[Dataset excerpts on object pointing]
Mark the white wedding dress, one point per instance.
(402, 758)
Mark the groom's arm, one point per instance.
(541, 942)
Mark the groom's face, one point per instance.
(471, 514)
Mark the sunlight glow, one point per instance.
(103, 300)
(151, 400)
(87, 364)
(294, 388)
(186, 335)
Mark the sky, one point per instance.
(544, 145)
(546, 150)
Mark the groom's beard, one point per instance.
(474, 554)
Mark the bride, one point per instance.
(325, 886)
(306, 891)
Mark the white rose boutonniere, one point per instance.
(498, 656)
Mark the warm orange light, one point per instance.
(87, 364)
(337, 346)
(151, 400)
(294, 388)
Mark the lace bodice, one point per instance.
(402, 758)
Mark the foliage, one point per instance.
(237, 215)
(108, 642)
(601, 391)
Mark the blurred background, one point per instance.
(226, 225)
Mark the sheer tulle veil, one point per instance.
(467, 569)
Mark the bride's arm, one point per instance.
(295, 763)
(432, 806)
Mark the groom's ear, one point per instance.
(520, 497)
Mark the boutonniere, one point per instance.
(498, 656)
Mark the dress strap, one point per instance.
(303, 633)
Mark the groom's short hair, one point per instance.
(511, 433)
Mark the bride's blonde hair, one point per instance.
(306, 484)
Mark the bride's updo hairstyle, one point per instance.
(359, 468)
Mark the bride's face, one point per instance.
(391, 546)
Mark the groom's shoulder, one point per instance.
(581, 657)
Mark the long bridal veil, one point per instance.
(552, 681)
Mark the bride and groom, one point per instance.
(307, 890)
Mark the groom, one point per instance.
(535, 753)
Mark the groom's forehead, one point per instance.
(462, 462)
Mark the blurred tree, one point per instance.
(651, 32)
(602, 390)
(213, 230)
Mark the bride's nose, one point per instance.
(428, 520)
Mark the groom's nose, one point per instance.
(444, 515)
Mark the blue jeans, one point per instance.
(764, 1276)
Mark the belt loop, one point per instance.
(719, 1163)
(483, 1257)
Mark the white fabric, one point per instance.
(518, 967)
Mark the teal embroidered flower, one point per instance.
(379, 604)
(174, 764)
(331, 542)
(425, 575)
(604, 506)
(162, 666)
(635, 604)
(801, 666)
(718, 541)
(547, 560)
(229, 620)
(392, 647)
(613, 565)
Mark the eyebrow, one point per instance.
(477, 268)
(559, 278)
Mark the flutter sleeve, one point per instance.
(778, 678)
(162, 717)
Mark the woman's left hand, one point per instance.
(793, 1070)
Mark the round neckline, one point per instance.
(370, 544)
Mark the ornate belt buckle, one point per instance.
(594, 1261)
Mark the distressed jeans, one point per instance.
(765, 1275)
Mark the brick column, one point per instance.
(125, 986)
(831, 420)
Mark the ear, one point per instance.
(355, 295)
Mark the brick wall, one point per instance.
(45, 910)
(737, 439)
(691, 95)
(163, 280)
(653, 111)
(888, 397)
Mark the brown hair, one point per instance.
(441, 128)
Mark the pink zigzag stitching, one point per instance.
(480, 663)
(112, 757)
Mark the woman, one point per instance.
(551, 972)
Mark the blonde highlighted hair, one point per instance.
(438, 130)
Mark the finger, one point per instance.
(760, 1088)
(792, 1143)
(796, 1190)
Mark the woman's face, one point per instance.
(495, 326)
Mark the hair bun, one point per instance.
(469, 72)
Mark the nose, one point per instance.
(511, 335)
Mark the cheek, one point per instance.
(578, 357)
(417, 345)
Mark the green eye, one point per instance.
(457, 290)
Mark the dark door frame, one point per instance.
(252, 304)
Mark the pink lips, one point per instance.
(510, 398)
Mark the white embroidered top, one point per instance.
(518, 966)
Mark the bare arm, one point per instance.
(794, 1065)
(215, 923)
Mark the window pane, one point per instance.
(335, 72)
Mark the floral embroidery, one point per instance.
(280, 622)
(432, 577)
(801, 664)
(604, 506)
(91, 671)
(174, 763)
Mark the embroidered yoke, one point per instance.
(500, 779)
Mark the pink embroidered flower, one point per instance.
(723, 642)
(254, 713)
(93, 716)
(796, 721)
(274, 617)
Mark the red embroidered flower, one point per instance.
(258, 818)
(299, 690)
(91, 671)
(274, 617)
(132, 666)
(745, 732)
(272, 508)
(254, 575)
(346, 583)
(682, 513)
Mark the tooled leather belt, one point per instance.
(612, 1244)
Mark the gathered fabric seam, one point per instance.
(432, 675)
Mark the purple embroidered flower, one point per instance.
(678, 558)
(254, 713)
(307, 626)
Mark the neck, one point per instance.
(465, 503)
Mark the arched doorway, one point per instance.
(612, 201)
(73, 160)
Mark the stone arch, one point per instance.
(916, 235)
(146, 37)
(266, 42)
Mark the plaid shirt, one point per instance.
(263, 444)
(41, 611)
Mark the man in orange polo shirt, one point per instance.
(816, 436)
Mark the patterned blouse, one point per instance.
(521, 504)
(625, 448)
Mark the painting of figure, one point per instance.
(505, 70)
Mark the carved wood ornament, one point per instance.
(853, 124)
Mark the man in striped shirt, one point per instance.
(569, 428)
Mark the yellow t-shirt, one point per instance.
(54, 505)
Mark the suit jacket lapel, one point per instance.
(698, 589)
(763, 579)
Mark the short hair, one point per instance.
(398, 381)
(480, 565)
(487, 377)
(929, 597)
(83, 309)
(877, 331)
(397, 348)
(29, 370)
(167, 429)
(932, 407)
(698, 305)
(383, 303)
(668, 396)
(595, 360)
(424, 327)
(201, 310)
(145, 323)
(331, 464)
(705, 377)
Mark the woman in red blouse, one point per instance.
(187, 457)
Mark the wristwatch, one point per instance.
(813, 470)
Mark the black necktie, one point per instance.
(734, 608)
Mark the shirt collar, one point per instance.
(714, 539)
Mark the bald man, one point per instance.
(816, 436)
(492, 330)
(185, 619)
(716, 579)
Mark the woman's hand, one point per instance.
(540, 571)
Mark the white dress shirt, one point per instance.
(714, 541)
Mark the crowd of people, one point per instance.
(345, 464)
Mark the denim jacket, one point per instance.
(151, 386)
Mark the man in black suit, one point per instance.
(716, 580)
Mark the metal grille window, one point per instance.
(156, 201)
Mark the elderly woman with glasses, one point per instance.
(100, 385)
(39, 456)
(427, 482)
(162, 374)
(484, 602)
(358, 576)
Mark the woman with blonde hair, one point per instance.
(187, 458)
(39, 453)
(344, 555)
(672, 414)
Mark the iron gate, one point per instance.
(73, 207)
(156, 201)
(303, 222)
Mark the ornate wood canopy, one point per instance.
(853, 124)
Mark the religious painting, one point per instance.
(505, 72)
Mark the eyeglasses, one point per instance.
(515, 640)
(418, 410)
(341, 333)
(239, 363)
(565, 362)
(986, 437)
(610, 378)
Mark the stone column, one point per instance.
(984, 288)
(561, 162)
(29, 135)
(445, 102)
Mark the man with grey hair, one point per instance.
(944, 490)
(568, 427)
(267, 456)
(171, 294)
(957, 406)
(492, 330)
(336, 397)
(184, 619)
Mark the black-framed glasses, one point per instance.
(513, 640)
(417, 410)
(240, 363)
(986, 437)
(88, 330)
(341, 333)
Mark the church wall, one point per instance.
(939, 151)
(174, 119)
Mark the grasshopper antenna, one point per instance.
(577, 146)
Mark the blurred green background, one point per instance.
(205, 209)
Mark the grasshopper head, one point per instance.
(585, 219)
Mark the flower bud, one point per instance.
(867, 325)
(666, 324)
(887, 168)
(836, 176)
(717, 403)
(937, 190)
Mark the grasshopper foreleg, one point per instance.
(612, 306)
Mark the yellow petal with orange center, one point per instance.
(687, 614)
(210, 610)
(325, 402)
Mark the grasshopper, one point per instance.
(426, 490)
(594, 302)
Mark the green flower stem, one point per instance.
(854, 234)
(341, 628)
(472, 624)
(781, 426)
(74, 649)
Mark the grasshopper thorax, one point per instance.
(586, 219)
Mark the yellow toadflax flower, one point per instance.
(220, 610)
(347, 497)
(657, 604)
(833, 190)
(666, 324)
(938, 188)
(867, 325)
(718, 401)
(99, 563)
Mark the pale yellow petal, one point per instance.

=== To be done ===
Quote exactly and only the lines from the one holding "Mark the religious" through the end of the data.

=== Exercise output ===
Mark the religious painting, one point per instance.
(505, 72)
Mark the eyeglasses, one point per instance.
(515, 640)
(418, 410)
(341, 333)
(239, 363)
(565, 362)
(986, 437)
(610, 378)
Mark the stone column, one point per instance.
(984, 288)
(561, 162)
(29, 135)
(445, 102)
Mark the man with grey hair, one point per instance.
(944, 490)
(568, 427)
(267, 456)
(171, 294)
(957, 406)
(492, 330)
(336, 397)
(184, 619)
Mark the black-framed glasses, one point per instance.
(513, 640)
(417, 410)
(240, 363)
(986, 437)
(88, 330)
(341, 333)
Mark the church wall, one point per instance.
(939, 151)
(174, 119)
Mark the grasshopper antenna, one point per instance.
(577, 146)
Mark the blurred green background, one point per instance.
(205, 209)
Mark the grasshopper head, one point per instance.
(585, 219)
Mark the flower bud, one point per instance.
(867, 325)
(666, 324)
(887, 168)
(836, 176)
(717, 403)
(937, 190)
Mark the grasshopper foreleg, one point per instance.
(612, 306)
Mark the yellow petal with orange center, one point per instance.
(687, 614)
(210, 610)
(325, 402)
Mark the grasshopper, one point per instance.
(426, 490)
(594, 302)
Mark the green flower stem, one point per instance.
(854, 234)
(341, 628)
(472, 624)
(781, 426)
(74, 649)
Mark the grasshopper thorax, one point per instance.
(586, 219)
Mark the yellow toadflax flower, one point per instance.
(220, 610)
(347, 497)
(657, 604)
(833, 190)
(666, 324)
(938, 188)
(867, 325)
(718, 401)
(99, 563)
Mark the pale yellow petal, one point per instance.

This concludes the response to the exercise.